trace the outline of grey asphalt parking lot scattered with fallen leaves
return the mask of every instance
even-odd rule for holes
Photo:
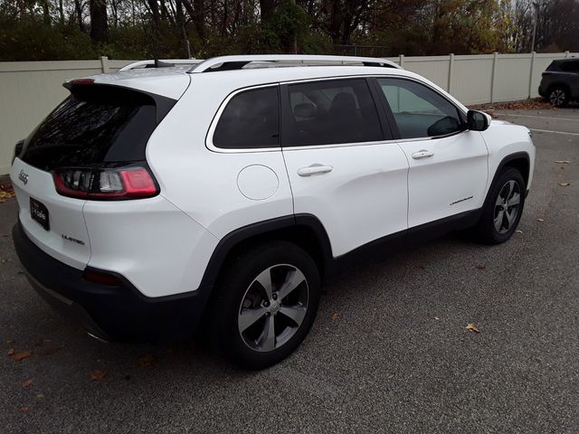
[[[495,116],[534,129],[520,232],[347,272],[298,352],[263,372],[198,342],[82,334],[24,278],[15,202],[0,203],[0,432],[579,433],[579,109]]]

====================

When you copy the records above, keep every word exact but leave out the pictures.

● **Exercise result**
trace the outline of grey asphalt parking lot scattered with fallen leaves
return the mask of every instance
even-odd rule for holes
Photo:
[[[495,116],[534,129],[520,232],[347,272],[298,352],[263,372],[198,342],[82,334],[24,278],[15,202],[0,203],[0,432],[579,433],[579,109]]]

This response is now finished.